Reproduce word for word the stretch of the email about the drafts feature from "Is this on WMF" through "for editing be?".

>> start PASSAGE PROVIDED

Is this on WMF labs for testing purposes? From a brief read of the extension info page I
see that a user would be able to save their drafts and access them - but thinking from a
helping new users perspective, is there a way for other users (admins?) to access these
drafts to help newbies who wonder where their drafts are when they navigate away from the
page? This is going to need a lot of documentation, help page information etc as the idea
of drafts is a new concept. New terminology may need to be introduced now - we currently
'save' a page, but you would 'publish' a draft.
To add to Oliver's comments below, what would the proposed workflow for editing be?
Edit page -> Save draft -> Publish draft
Edit page -> Save page
What about when someone wants to 'unpublish' a draft? I imagine there could be
instances when users would accidentally publish their drafts and then wouldn't want
the old drafts to be publicly viewable.
Excuse me if all of these discussions have already happened, if they have I appear to have
missed them!
Thehelpfulone
Sent from my iPhone
On 15 Sep 2012, at 22:10, Oliver Keyes <okeyes(a)wikimedia.org> wrote:
Gotcha. I'm going to reply there, but to duplicate
my comments for the sake of people not following the bugzilla thread:
TL;DR, I really oppose turning this on with the way it's formatted now and using the
process that's being discussed.
*For more detail on each point; this is not, as MzMcBride claims, "just a change to
core functionality". It introduces a completely new workflow, alters existing ones
and sticks a big button on the (already overfilled) page that we know all editors are
going to see. There is no way this can be turned on without a community discussion unless
you want a raging storm of anger hurled in the direction of whoever hits the big red
button.
*The UI elements clash with current thinking about the direction that we're going in.
The Micro Designs Improvement project is currently working on the edit window as we speak,
and plans to do a couple more iterations given the opportunity. I'd rather not throw
two competing philosophies of design into the mix - that works if they're from the
same team, but I worry we'd end up with (at best) an inconsistent UI.

>> end PASSAGE PROVIDED
>> start RECORDED INFORMATION

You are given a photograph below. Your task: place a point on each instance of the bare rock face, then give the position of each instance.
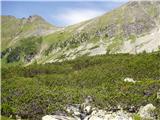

>> end RECORDED INFORMATION

**SOLVED PROBLEM**.
Is this on WMF labs for testing purposes? From a brief read of the extension info page I
see that a user would be able to save their drafts and access them - but thinking from a
helping new users perspective, is there a way for other users (admins?) to access these
drafts to help newbies who wonder where their drafts are when they navigate away from the
page? This is going to need a lot of documentation, help page information etc as the idea
of drafts is a new concept. New terminology may need to be introduced now - we currently
'save' a page, but you would 'publish' a draft.
To add to Oliver's comments below, what would the proposed workflow for editing be?